Coordinate labeling data
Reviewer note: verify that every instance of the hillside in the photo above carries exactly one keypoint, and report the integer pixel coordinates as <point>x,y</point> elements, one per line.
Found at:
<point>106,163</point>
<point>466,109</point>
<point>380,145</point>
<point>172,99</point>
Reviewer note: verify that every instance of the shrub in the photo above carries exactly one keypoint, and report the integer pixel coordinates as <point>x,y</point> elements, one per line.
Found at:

* * *

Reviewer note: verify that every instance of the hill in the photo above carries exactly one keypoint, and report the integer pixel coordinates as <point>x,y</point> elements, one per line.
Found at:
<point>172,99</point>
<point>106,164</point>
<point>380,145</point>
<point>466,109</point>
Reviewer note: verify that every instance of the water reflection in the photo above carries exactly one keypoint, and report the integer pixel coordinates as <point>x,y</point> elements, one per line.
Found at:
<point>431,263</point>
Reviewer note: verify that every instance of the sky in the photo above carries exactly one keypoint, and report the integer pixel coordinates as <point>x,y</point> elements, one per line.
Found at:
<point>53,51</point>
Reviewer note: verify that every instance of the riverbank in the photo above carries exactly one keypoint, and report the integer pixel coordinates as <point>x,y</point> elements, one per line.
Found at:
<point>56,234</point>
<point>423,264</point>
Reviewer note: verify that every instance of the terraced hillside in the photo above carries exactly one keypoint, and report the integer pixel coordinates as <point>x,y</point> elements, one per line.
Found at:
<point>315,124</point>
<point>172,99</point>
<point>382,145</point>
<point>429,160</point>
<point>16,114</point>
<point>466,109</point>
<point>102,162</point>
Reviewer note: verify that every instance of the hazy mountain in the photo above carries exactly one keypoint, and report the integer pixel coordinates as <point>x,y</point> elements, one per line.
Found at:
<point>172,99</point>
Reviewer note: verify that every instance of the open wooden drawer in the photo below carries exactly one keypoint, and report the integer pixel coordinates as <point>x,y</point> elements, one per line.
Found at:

■ **Exercise prompt**: Starting at the line that has "Reviewer note: verify that every instance of the riverbank" and stopping after the line that has "<point>423,264</point>", output those lines as a Markdown table with the columns Row and Line. Leave out any blank lines.

■ **Written answer**:
| Row | Line |
|---|---|
| 1 | Reviewer note: verify that every instance of the riverbank in the photo above carries exactly one keypoint, and report the integer pixel coordinates as <point>x,y</point> elements, one per line. |
| 2 | Found at: |
| 3 | <point>56,234</point> |
| 4 | <point>423,264</point> |